*** INFORMATION SUPPLIED Section Begins ***

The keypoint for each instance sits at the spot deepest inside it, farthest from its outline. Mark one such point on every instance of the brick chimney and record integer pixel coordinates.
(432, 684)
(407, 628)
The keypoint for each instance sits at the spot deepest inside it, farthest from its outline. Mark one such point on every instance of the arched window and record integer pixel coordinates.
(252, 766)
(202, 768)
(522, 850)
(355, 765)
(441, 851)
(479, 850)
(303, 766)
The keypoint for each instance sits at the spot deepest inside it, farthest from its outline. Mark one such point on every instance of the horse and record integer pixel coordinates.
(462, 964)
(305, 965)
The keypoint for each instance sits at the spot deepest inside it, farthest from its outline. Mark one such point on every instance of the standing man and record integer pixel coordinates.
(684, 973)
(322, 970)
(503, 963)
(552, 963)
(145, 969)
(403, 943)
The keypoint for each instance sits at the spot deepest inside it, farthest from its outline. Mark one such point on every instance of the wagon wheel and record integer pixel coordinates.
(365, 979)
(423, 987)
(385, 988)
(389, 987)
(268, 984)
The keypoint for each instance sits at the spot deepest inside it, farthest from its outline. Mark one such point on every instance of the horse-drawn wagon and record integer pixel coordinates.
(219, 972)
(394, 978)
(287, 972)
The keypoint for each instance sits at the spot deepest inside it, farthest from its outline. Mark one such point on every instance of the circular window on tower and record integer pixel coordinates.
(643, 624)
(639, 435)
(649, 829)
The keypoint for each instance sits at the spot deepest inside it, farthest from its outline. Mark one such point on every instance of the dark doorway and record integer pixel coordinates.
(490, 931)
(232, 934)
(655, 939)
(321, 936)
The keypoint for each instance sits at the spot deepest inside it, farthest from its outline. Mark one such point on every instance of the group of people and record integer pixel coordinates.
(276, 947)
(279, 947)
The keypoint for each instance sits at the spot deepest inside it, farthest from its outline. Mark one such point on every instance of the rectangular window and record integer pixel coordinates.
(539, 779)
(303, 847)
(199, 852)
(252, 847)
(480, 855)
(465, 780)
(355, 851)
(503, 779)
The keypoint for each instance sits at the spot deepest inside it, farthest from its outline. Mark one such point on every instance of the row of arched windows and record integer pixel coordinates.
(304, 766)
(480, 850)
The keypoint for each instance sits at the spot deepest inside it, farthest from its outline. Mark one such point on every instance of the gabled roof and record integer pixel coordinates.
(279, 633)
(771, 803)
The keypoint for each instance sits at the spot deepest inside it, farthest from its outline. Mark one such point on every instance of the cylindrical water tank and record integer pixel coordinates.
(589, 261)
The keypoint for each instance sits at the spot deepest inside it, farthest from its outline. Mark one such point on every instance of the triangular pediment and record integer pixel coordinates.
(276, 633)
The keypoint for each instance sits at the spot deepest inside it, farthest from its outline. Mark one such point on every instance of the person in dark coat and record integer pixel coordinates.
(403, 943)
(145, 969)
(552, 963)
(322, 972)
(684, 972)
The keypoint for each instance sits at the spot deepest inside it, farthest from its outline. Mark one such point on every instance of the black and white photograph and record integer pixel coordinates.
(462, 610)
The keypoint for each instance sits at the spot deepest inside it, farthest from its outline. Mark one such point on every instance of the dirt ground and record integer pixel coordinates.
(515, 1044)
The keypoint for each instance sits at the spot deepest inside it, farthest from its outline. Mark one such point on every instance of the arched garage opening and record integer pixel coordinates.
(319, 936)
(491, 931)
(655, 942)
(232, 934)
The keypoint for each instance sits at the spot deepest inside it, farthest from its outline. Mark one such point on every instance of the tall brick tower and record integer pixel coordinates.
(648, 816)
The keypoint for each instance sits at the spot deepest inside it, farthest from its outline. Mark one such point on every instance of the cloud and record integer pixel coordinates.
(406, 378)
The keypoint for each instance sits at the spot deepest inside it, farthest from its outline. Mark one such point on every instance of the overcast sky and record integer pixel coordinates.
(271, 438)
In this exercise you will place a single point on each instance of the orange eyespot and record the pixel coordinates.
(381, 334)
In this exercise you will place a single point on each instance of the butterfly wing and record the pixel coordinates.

*** INFORMATION SUPPLIED Section Ends ***

» **TASK INSTRUCTIONS**
With the line that contains "ground and record integer pixel coordinates." as your start, reproduce the data above exactly through its last line, and nothing before that start.

» **EXPECTED ANSWER**
The keypoint for each instance sits at the spot deepest inside it, farthest from its outline. Mark one such point on every instance of the dirt ground and record integer pixel coordinates.
(515, 1044)
The keypoint for each instance sits at the spot deepest inside it, farthest from its outline. Mark one such point on every instance of the arched garage opening and record integer pixel coordinates.
(319, 936)
(491, 931)
(655, 942)
(232, 934)
The keypoint for each instance sits at the spot deepest inside it, farthest from its outline. Mark one such point on every instance of the tall brick tower and record integer pixel coordinates.
(648, 816)
The keypoint for each instance sits at the spot deepest inside it, farthest from its outline. Mark one such point on every instance of the cloud and record integer pixel coordinates.
(406, 378)
The keypoint for each instance sits at the spot deepest inside it, farthest from its outline. Mark one such point on every instance of the overcast sky and record integer pixel coordinates.
(271, 438)
In this exercise you will place a single point on each instance of the orange eyespot and record the pixel coordinates.
(381, 334)
In this exercise you will place a single point on each instance of the butterfly wing and record the pixel coordinates.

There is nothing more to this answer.